--- Start of PAGE EXTRACT ---

Repeated gaslighting by Republicans
At the insurrection hearing, some Republicans used their time to shamelessly defend the rioters and turn them into the victims instead of the perpetrators of a heinous attack on US democracy.
The gaslighting came early from Arizona Rep. Paul Gosar and Georgia Rep. Jody Hice, who both voted to overturn results from key states even after the attack. Gosar said the crowd was full of “peaceful patriots,” even though many brought weapons, dozens assaulted police, and hundreds have been charged with federal crimes. Hice suggested the violence was on the part of outside agitators. In an incredible soft-on-crime moment, Gosar condemned the Justice Department investigation into the attack and complained that the FBI asked the public to help identify suspects. He and Hice rallied behind Ashli Babbitt, the QAnon-believing Trump supporter who was fatally shot by an officer while climbing through a window into an area where lawmakers were evacuating.
Rep. Andrew Clyde, a Georgia Republican, said point-blank: “There was no insurrection.” He added that TV footage of people in Statuary Hall taking pictures and video could be mistaken for tourists. “If you didn’t know the TV footage was a video from January the six, you would actually think it was a normal tourist visit.
The theme of the day became clear as the hearing progressed. The vast majority of House Republicans are still on board with the “big lie” about 2020 and are willing to lie about January 6.
Rosen dodges questions about Trump
Rosen revealed that he met with Trump on January 3, just three days before the insurrection. He said they didn’t talk about the security planning for January 6, but he repeatedly refused to answer questions from House Oversight Committee Democrats about what he discussed with Trump at that meeting.
“I cannot tell you, consistent with my obligations today, about private conversations with the President, one way or the other,” Rosen said, later saying he “tried to be as forthcoming as I can” but that there are “ground rules” set by the Justice Department that he must “abide by.” Rosen did not elaborate on the alleged “ground rules” and passed on opportunities to shed more light on the insurrection.
This left Democrats stunned, including Rep. Gerry Connolly of Virginia, who pointed out that nobody invoked executive privilege before the hearing, and Rep. Kweisi Mfume of Maryland, who asked Rosen if Trump ever talked to him about overturning the results of the 2020 election.
“I think you’re evading a question that most of America wants to know,” Mfume said.

--- End of PAGE EXTRACT ---
--- Start of DATA EXTRACT ---

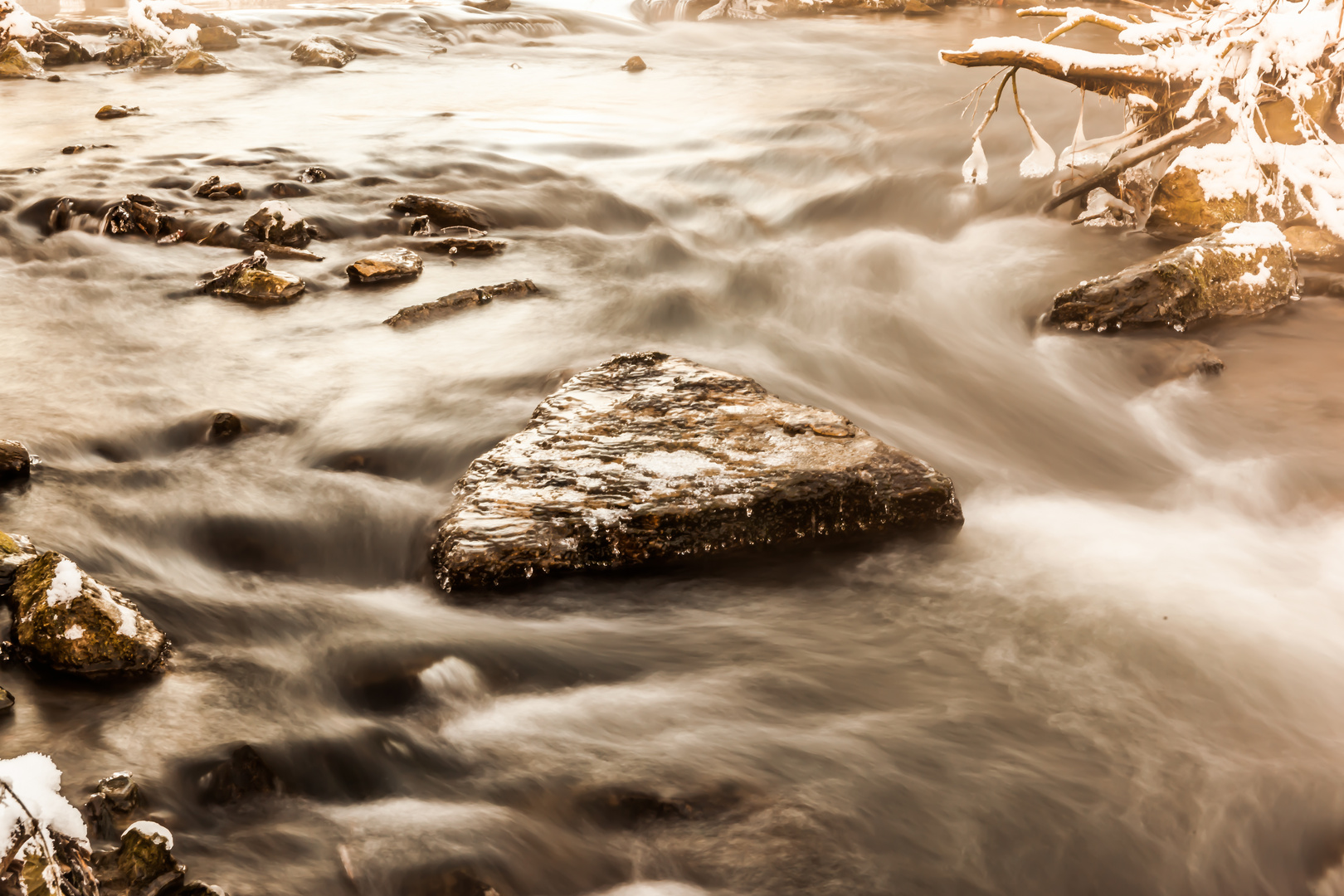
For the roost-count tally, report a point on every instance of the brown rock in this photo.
(66, 621)
(197, 62)
(218, 38)
(446, 212)
(1244, 269)
(650, 458)
(392, 264)
(453, 303)
(321, 50)
(14, 462)
(251, 281)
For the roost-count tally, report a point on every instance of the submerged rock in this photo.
(242, 776)
(136, 214)
(197, 62)
(446, 212)
(251, 281)
(277, 222)
(125, 52)
(116, 112)
(218, 38)
(17, 62)
(212, 188)
(457, 301)
(66, 621)
(1244, 269)
(650, 458)
(15, 462)
(15, 550)
(392, 264)
(321, 50)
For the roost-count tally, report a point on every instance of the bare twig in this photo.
(1132, 158)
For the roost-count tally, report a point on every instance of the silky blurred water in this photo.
(1120, 677)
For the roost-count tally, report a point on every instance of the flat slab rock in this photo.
(1244, 269)
(650, 458)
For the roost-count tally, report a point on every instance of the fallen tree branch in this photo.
(1132, 158)
(1097, 71)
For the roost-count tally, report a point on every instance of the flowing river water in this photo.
(1122, 676)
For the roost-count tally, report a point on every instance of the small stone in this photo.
(245, 774)
(251, 281)
(17, 62)
(288, 190)
(277, 222)
(197, 62)
(125, 52)
(212, 188)
(136, 214)
(225, 427)
(1244, 269)
(707, 462)
(15, 464)
(392, 264)
(66, 621)
(145, 853)
(116, 112)
(321, 50)
(446, 212)
(455, 303)
(218, 38)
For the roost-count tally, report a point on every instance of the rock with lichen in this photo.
(650, 458)
(321, 50)
(277, 222)
(251, 281)
(1244, 269)
(63, 620)
(446, 212)
(387, 265)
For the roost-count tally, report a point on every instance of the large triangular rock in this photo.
(66, 621)
(650, 458)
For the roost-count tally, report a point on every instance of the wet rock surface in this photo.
(17, 62)
(277, 222)
(321, 50)
(15, 465)
(1244, 269)
(444, 212)
(388, 265)
(197, 62)
(253, 281)
(66, 621)
(650, 458)
(461, 299)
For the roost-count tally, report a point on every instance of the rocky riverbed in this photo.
(383, 290)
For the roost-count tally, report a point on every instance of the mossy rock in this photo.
(66, 621)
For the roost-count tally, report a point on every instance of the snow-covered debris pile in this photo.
(1241, 95)
(41, 829)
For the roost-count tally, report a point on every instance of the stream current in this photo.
(1122, 676)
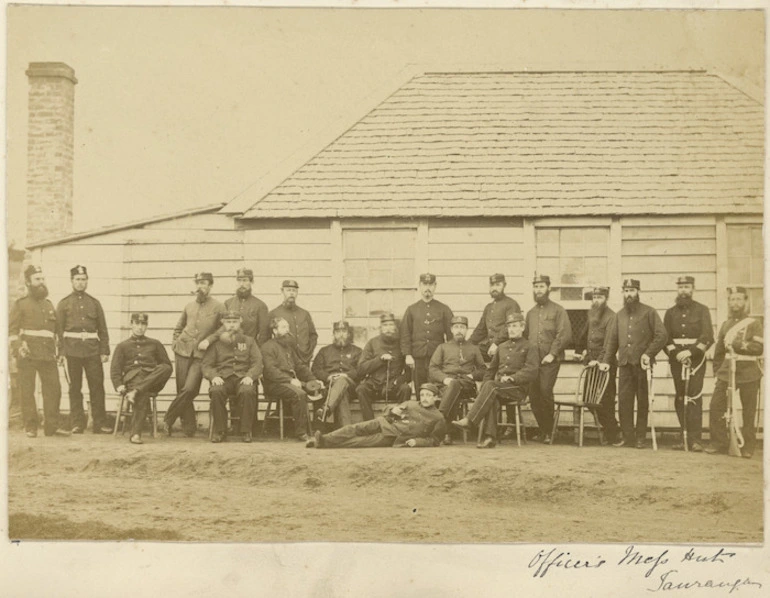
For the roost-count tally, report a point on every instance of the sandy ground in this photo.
(98, 487)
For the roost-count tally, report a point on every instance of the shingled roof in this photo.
(538, 144)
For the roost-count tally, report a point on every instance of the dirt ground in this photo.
(98, 487)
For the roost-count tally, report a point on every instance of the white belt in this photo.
(41, 333)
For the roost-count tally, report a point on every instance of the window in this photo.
(745, 262)
(379, 277)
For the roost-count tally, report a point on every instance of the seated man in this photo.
(456, 365)
(337, 364)
(512, 368)
(140, 369)
(285, 374)
(382, 369)
(409, 424)
(233, 365)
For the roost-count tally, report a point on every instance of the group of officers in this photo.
(514, 356)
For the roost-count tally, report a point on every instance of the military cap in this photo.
(78, 271)
(631, 283)
(428, 278)
(140, 317)
(431, 387)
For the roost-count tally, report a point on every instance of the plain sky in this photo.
(183, 107)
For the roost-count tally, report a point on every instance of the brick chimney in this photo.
(50, 150)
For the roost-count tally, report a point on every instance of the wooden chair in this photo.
(592, 383)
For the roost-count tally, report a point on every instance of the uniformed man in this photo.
(233, 366)
(409, 424)
(382, 369)
(740, 335)
(32, 333)
(301, 326)
(508, 379)
(140, 369)
(426, 325)
(637, 335)
(454, 368)
(600, 317)
(337, 365)
(491, 330)
(688, 325)
(85, 344)
(548, 327)
(195, 330)
(286, 375)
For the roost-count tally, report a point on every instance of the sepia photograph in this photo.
(515, 255)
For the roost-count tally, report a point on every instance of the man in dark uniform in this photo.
(140, 369)
(455, 367)
(409, 424)
(637, 335)
(740, 335)
(547, 327)
(337, 365)
(286, 375)
(233, 365)
(491, 330)
(194, 332)
(32, 333)
(426, 324)
(301, 326)
(688, 326)
(85, 344)
(600, 317)
(509, 377)
(382, 370)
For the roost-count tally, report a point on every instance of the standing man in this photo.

--- End of DATA EXTRACT ---

→ **LIST OF TASKS**
A - Copy the passage of the article on the January 6 hearing from "The theme of" to "about January 6.", keeping every word unchanged.
B - Repeat the records word for word, from the line containing "uniformed man in this photo." through the last line of the records.
The article and the records come from unrelated sources.

→ **ANSWERS**
A -
The theme of the day became clear as the hearing progressed. The vast majority of House Republicans are still on board with the “big lie” about 2020 and are willing to lie about January 6.

B -
For the roost-count tally, report a point on every instance of the uniformed man in this photo.
(233, 366)
(409, 424)
(382, 369)
(740, 335)
(32, 333)
(301, 326)
(508, 379)
(140, 369)
(426, 325)
(637, 335)
(454, 368)
(600, 317)
(337, 365)
(491, 330)
(688, 325)
(85, 344)
(548, 327)
(195, 330)
(286, 375)
For the roost-count tally, report a point on every instance of the sepia photograph in this photo.
(515, 255)
For the roost-count tally, report a point on every instance of the man in dark uniform in this photo.
(140, 369)
(455, 367)
(409, 424)
(637, 335)
(740, 335)
(547, 327)
(337, 365)
(286, 375)
(233, 365)
(491, 330)
(194, 332)
(32, 333)
(426, 324)
(301, 326)
(688, 326)
(85, 344)
(600, 317)
(509, 377)
(382, 370)
For the roost-count tally, report a point on every instance of the standing man in this photo.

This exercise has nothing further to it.